:: Information provided ::

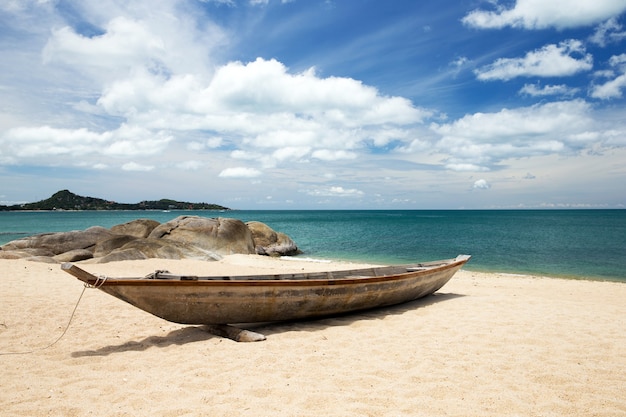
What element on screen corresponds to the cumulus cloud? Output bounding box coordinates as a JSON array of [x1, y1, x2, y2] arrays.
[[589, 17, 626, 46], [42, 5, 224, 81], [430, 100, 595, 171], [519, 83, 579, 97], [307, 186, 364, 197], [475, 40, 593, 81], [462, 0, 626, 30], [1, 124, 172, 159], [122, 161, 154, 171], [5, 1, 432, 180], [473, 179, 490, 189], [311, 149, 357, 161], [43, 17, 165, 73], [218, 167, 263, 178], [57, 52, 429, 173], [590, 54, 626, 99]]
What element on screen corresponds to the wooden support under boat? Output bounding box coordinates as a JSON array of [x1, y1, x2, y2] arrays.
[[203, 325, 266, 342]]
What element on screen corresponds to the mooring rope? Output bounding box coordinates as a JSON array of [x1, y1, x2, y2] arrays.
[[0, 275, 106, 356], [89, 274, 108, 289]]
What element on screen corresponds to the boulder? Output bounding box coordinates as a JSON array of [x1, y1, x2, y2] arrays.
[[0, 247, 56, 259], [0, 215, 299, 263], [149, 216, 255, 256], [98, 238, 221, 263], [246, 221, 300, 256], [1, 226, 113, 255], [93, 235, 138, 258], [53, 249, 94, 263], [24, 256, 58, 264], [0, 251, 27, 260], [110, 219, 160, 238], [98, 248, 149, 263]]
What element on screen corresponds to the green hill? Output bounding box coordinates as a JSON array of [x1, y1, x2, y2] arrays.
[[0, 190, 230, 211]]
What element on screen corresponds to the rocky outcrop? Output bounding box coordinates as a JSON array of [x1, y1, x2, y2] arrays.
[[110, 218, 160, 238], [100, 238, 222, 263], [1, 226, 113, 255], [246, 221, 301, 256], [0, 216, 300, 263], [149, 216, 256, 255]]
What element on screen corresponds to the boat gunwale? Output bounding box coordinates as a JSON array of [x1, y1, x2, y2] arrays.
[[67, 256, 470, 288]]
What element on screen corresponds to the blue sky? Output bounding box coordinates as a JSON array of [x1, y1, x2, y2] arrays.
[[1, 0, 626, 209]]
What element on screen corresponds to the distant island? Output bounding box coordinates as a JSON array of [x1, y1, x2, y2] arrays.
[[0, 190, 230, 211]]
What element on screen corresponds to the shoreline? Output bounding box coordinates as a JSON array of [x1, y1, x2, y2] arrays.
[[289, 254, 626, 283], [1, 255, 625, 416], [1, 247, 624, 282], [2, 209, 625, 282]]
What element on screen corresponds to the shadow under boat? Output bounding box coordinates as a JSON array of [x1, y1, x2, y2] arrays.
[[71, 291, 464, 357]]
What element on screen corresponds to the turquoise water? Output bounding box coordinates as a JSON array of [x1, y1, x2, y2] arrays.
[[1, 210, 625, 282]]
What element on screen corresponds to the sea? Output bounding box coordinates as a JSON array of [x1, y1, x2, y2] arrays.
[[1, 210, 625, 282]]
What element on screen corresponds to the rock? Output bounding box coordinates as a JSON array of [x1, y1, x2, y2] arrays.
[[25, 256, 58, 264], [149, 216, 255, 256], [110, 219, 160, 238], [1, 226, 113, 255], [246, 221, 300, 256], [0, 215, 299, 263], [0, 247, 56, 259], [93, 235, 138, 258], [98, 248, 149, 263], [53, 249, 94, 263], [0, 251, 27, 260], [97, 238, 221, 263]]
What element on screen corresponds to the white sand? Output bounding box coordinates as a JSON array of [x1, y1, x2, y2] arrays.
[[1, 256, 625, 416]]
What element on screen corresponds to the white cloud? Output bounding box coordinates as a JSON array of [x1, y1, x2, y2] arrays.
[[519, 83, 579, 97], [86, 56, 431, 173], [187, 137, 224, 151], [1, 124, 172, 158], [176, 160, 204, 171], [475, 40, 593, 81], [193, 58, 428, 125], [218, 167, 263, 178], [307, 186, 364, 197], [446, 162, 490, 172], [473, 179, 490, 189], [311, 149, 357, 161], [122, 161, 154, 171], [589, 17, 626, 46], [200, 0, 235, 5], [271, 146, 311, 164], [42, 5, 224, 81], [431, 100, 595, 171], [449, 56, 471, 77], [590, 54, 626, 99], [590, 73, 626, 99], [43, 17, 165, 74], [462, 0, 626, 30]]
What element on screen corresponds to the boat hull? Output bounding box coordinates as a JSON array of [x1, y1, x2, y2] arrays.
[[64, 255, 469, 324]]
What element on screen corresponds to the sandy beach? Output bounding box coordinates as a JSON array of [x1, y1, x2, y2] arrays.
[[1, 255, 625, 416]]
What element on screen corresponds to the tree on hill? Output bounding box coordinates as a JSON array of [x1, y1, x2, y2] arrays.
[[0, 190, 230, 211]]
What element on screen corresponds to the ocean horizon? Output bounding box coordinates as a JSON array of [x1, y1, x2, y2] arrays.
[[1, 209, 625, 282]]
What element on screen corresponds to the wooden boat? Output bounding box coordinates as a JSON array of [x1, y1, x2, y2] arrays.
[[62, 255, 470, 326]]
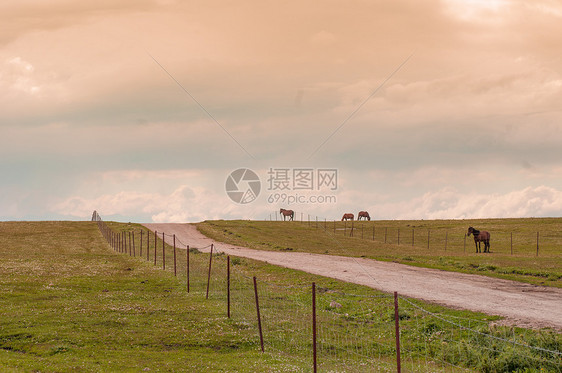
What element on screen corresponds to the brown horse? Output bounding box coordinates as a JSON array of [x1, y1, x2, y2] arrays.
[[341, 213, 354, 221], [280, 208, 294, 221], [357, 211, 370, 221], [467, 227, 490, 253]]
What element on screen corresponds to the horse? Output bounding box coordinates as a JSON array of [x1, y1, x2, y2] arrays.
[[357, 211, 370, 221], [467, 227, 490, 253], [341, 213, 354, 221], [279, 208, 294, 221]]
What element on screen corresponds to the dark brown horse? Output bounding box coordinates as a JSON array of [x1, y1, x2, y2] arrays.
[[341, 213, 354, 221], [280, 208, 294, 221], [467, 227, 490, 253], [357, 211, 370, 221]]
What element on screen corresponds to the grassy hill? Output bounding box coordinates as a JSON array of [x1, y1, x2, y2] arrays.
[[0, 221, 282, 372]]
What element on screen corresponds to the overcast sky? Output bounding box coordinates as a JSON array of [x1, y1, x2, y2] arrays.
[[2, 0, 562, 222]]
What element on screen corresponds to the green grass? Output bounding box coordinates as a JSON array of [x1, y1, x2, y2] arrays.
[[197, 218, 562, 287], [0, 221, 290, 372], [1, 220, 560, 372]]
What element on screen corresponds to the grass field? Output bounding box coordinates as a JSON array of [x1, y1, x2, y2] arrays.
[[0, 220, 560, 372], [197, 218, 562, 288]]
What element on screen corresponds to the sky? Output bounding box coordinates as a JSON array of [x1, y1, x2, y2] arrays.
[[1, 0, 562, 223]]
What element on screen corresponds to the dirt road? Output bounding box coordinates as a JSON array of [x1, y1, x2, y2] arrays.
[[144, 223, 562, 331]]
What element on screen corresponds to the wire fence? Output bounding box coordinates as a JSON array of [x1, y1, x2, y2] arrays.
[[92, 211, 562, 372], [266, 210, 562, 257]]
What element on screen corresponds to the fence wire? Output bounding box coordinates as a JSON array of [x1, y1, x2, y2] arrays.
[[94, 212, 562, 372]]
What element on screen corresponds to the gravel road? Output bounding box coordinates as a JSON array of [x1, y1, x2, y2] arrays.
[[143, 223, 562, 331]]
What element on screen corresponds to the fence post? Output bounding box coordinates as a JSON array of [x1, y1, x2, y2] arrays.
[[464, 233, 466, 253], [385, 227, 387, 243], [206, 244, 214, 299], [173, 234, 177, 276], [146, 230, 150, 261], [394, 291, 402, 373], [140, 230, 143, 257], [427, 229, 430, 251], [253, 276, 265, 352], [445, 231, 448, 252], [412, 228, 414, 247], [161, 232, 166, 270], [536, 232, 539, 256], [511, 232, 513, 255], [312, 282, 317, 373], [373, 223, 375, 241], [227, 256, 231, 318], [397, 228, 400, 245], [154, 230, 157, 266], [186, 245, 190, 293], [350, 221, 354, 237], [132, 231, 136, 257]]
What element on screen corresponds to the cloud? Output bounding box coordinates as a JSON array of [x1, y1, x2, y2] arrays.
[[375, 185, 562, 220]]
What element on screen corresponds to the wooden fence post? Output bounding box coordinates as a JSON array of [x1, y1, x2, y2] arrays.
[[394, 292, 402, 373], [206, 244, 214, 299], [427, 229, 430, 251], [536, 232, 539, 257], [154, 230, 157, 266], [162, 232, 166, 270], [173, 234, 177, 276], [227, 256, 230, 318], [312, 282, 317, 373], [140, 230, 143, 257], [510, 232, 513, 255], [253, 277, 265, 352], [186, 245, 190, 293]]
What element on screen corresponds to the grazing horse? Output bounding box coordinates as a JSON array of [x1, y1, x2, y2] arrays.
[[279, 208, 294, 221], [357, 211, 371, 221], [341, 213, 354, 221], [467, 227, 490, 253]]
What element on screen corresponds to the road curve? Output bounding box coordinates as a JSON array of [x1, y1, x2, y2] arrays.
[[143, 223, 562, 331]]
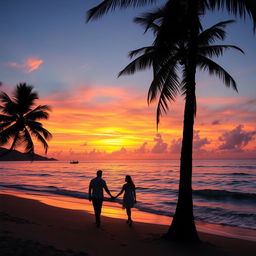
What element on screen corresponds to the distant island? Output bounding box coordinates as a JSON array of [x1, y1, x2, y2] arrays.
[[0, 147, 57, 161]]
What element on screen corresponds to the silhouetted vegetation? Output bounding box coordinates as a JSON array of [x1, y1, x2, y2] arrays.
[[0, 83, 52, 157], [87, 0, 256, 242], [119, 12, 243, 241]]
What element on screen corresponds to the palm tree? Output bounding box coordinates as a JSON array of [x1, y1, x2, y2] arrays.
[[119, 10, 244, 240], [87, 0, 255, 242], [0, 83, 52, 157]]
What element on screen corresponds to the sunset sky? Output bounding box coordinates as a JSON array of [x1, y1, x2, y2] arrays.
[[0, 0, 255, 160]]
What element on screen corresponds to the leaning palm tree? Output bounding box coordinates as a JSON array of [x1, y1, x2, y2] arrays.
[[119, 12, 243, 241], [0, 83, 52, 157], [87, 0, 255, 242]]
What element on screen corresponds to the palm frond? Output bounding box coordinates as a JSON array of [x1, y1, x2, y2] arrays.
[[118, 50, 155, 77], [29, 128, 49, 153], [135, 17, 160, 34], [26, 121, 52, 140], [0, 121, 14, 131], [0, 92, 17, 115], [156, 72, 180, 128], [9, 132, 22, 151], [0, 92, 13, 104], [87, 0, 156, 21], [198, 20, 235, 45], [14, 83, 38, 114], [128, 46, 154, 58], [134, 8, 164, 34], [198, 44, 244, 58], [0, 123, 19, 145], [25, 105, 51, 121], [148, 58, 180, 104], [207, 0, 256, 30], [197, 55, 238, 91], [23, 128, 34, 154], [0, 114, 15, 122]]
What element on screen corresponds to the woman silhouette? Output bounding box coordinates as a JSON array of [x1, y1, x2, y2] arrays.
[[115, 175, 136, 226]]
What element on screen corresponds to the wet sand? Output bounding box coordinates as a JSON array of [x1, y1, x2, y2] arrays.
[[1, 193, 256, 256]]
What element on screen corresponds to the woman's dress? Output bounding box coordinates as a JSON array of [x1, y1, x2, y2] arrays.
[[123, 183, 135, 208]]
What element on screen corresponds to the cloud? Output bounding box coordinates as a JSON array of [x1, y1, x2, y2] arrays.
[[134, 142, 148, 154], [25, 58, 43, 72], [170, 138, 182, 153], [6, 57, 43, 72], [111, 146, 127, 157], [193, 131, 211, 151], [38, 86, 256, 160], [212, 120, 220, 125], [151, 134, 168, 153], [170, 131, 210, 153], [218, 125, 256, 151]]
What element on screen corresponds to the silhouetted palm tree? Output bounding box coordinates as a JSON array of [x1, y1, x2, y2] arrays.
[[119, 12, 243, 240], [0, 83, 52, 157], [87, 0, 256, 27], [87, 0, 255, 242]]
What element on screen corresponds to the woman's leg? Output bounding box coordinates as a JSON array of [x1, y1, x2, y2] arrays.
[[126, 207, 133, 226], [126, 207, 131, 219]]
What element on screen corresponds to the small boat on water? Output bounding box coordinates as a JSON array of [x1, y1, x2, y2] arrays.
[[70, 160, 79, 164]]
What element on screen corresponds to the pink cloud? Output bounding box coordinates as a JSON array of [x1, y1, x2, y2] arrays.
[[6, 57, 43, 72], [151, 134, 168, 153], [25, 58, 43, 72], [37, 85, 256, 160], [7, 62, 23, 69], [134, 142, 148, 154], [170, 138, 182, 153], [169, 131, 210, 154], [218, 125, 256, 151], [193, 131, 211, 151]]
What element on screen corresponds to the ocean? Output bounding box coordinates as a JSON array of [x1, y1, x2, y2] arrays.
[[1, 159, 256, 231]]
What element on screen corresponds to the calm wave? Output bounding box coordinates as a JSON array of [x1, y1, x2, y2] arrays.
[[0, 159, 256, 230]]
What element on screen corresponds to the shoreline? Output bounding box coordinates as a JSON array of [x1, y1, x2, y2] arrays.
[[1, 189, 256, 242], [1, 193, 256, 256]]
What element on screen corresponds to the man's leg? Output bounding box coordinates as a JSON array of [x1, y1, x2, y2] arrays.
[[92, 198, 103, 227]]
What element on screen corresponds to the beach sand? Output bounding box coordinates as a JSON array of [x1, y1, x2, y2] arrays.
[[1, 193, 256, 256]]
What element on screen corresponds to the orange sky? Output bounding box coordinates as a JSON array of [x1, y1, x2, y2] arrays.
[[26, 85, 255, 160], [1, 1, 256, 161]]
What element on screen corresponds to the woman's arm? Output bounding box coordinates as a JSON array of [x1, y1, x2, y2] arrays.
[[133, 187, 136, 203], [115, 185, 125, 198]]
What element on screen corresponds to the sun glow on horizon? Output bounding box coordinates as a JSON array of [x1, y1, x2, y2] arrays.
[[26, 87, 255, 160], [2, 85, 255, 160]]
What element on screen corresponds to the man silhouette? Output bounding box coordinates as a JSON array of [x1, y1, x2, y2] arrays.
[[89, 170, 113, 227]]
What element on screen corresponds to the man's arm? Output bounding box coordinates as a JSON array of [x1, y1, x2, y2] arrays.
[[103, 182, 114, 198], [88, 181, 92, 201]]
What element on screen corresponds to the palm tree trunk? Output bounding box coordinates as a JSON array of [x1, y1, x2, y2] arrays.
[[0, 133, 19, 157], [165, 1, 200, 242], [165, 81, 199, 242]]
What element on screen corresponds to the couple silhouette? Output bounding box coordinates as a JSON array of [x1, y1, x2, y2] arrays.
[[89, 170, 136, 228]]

:::

In the records above, copy exactly the lines from the one that contains "What element on screen corresponds to the sun glow" through the last, and nothing else.

Result of this task:
What element on screen corresponds to the sun glow on horizon? Output bounding box coordinates as a JSON array of [x1, y1, x2, y2] arrays.
[[26, 87, 255, 160], [2, 85, 255, 160]]
What element on screen corresponds to the man silhouette? Output bounding box coordinates as a JSON array of [x1, y1, x2, y2] arrays.
[[89, 170, 113, 227]]
What element on screen corresponds to the man's arm? Output bounding box coordinates as a JSON array of [x1, y1, x2, y2] arrays.
[[103, 182, 114, 198], [88, 181, 92, 201]]
What element on screen corresponds to the palm tree trunk? Output bounding box coordinates as a JSON array of [x1, y1, x2, y2] arrays.
[[0, 133, 19, 157], [165, 1, 200, 242], [165, 81, 199, 242]]
What element on screen corresponds to the couple silhouette? Output bounding box coordinates as a JSON array of [x1, y1, x2, y2] arrays.
[[89, 170, 136, 228]]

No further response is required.